Decía que me encontré con Richard Ford hace años y por casualidad. Por entonces leí el libro antes mencionado, “El periodista deportivo” y “Rock Spring”. Pero hace un mes o dos, leyendo la novela inédita de un amigo, me acordé de nuevo de él. Lo he pensado bastante, he querido encontrar por qué una cosa me llevó a la otra, pero no encuentro ninguna causa razonable. Ni trama ni estilo ni personajes de la novela de mi amigo hacían referencia a la escritura de Richard Ford. Sin embargo, allí estaba yo, acordándome del norteamericano cuando leía las idas y venidas de un emigrante cubano en Madrid. (No lo cito porque no he tenido ocasión de solicitar permiso, o lo que haya que solicitar en estos casos, pero sí me atrevo a decir que el manuscrito es uno de los libros más cerrados y completos de un par de generaciones de escritores cubanos y que la suya es una voz que seguramente nos deparará alguna agradable sorpresa.)

Recordé a Richard Ford y pensé que era un buen momento para leer algún otro libro suyo, “Acción de Gracia”, por ejemplo, tercera parte de la trilogía de Frank Bascombe. Salí a buscar el libro, pero no lo pude encontrar, así que eché mano a este “De mujeres con hombres” y me he felicitado por tener suerte algún día, aunque no sea aquel cuando juego La Primitiva.
—————
TAREA ESCRITA –
En el texto sobre Richard Ford, ¿qué libro tomó quien escribe al no poder encontrar “Acción de Gracia”?

[Extractos de conjuntos de datos etiquetados con recuadros]
—————
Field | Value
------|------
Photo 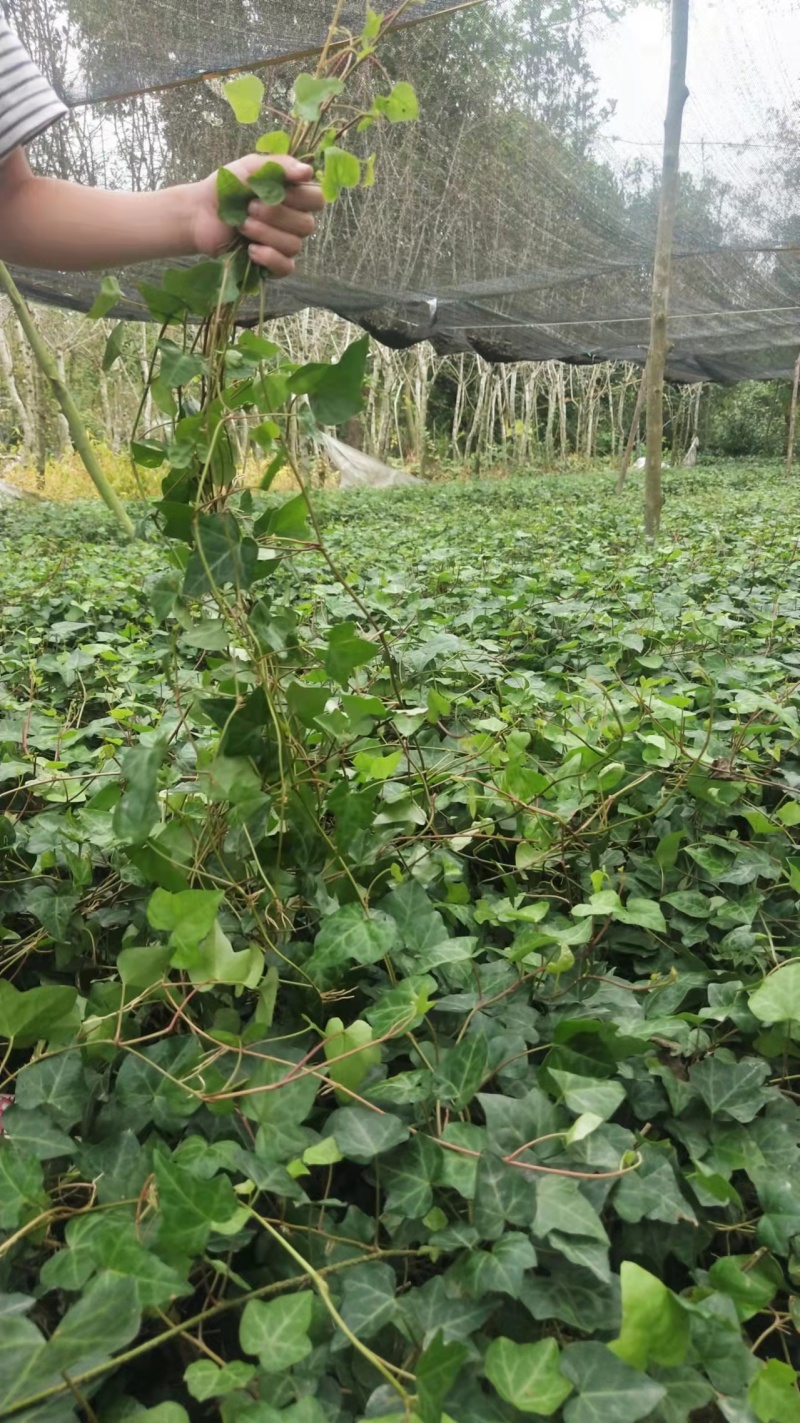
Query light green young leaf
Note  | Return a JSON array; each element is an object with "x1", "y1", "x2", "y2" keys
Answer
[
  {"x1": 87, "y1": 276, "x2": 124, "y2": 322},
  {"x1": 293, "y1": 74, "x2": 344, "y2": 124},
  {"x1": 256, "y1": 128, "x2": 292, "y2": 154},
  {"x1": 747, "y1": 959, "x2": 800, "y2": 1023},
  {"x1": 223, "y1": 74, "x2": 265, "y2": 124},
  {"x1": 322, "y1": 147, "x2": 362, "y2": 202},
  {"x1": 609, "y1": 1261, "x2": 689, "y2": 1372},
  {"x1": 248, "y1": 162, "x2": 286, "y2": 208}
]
—————
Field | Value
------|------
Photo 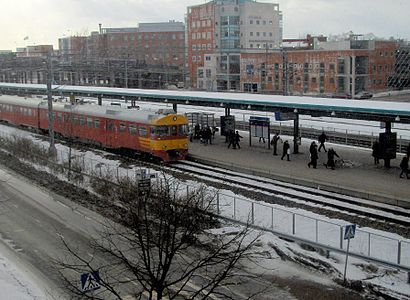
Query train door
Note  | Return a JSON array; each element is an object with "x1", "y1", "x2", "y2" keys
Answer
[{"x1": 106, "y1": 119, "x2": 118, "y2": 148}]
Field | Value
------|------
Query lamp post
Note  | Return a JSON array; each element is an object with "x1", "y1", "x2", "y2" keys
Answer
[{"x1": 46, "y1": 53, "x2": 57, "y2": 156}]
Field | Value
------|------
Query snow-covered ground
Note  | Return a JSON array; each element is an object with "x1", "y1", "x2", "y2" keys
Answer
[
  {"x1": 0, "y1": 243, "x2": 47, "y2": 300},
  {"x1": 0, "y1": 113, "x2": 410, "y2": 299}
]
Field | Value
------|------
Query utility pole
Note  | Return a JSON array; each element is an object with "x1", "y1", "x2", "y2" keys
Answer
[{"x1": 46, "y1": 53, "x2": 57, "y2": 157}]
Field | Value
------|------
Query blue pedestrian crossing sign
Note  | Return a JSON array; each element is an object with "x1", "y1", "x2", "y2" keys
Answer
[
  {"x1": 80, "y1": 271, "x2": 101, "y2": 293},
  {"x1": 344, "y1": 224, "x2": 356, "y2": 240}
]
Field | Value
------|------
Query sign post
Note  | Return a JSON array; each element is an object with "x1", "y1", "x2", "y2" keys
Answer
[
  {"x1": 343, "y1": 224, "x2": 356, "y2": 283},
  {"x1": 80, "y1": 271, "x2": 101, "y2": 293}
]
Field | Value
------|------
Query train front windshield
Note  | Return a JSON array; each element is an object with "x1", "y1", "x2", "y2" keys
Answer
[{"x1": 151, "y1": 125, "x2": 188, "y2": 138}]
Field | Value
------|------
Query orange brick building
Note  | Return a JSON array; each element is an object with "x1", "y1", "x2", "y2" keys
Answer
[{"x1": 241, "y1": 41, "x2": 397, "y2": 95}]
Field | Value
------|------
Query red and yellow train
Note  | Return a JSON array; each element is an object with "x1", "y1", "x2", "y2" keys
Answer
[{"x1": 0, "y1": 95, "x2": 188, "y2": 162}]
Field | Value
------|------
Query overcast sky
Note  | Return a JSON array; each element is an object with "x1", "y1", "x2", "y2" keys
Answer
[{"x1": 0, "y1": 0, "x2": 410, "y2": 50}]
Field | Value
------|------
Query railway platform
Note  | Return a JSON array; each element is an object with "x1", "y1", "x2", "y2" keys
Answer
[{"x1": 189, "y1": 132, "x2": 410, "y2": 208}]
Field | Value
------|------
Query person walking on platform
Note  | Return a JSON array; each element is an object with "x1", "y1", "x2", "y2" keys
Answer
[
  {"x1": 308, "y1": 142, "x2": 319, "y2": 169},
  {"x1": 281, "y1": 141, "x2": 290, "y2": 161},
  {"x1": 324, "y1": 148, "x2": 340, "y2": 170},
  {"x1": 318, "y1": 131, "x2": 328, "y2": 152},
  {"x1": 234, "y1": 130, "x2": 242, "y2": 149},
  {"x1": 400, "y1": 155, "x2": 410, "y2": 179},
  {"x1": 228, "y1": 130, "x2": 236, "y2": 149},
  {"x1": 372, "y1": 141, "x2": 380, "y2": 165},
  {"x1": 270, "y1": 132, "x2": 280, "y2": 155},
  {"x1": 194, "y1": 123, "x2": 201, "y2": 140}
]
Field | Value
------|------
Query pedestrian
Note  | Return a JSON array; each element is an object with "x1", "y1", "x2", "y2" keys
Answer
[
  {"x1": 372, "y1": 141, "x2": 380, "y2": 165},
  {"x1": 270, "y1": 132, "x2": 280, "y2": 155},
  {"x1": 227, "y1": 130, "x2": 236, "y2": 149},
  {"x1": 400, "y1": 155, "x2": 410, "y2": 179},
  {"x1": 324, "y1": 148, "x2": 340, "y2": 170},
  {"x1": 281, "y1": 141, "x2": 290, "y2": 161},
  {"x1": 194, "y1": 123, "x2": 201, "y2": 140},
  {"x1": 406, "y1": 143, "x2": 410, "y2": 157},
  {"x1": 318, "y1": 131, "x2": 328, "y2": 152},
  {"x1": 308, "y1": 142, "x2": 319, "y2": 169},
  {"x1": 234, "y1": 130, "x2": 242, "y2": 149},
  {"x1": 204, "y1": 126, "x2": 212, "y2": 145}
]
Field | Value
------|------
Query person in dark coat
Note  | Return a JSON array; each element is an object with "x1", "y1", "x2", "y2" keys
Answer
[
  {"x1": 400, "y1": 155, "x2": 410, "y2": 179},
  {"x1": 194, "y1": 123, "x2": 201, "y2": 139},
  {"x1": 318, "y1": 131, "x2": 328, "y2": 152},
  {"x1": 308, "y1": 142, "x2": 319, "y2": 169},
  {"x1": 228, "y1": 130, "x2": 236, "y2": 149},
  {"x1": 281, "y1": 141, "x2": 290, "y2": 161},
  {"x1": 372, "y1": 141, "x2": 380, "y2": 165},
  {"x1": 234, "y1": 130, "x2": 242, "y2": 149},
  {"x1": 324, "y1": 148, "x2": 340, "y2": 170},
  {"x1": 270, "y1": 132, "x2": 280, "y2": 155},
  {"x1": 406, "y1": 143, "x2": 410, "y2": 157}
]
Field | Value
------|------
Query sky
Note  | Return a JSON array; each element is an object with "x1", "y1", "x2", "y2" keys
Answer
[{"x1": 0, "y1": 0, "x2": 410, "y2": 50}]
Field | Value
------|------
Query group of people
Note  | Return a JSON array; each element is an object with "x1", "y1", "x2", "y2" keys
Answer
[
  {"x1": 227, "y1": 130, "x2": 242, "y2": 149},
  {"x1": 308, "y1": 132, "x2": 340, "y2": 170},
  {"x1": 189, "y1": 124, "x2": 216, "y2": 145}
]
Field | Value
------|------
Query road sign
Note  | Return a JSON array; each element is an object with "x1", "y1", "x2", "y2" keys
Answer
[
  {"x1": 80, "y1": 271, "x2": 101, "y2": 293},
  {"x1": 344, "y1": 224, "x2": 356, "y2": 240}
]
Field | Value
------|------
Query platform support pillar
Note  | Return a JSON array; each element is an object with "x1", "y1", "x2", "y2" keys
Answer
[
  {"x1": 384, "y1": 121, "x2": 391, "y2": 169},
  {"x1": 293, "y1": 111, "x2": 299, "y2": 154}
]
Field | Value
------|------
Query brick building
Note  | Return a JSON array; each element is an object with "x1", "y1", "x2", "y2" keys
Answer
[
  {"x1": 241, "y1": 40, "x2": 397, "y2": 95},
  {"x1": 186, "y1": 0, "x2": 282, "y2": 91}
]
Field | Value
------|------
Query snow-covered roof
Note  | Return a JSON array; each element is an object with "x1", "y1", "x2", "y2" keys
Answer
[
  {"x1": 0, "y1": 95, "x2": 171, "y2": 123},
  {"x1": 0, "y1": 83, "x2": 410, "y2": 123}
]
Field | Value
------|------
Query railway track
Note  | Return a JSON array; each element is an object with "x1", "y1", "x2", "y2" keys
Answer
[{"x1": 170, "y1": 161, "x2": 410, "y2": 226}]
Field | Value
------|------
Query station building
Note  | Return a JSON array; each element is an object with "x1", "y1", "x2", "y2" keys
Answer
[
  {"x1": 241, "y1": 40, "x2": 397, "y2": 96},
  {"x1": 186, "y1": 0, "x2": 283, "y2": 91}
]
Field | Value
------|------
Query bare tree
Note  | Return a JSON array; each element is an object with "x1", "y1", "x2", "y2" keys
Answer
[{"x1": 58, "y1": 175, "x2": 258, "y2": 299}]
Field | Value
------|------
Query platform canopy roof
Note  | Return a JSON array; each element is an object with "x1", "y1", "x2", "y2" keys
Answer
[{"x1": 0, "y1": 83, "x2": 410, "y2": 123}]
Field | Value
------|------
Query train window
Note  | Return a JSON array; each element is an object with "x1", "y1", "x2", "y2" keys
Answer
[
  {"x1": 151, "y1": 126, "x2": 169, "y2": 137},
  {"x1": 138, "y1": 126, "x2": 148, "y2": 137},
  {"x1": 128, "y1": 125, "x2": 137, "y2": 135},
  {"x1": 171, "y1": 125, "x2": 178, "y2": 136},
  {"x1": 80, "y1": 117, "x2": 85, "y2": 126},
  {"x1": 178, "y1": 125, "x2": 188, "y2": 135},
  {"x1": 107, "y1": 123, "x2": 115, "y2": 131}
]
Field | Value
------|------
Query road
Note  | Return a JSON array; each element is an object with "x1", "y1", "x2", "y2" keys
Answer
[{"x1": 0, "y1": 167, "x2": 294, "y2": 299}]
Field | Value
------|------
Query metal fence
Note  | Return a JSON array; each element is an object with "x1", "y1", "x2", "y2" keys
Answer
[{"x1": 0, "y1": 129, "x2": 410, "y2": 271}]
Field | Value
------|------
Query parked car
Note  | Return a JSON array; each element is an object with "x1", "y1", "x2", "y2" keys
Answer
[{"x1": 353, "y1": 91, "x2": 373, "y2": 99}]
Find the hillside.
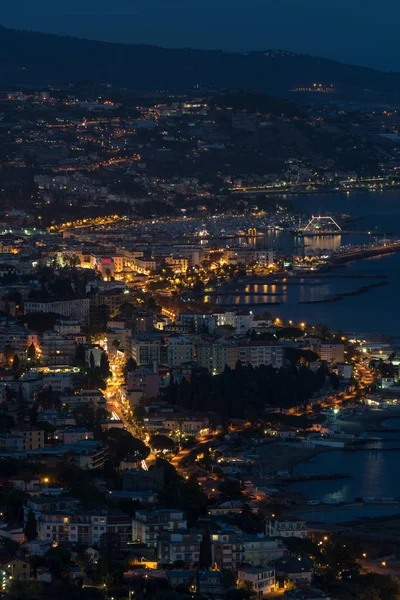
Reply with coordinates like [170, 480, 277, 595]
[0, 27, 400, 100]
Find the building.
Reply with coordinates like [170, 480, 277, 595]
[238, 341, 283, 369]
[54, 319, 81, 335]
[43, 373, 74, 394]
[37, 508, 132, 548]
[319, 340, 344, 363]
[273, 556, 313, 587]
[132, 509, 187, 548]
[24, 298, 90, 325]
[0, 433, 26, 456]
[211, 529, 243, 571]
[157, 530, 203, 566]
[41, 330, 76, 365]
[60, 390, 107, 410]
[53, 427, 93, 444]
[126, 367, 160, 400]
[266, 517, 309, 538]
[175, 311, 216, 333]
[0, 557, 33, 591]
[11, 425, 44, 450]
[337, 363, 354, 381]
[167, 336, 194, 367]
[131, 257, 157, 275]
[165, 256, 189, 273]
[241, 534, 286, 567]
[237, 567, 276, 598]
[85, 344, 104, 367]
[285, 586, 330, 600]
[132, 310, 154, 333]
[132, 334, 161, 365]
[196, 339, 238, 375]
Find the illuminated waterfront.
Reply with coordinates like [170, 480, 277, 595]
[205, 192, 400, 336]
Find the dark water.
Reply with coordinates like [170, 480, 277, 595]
—————
RESPUESTA –
“De mujeres con hombres”.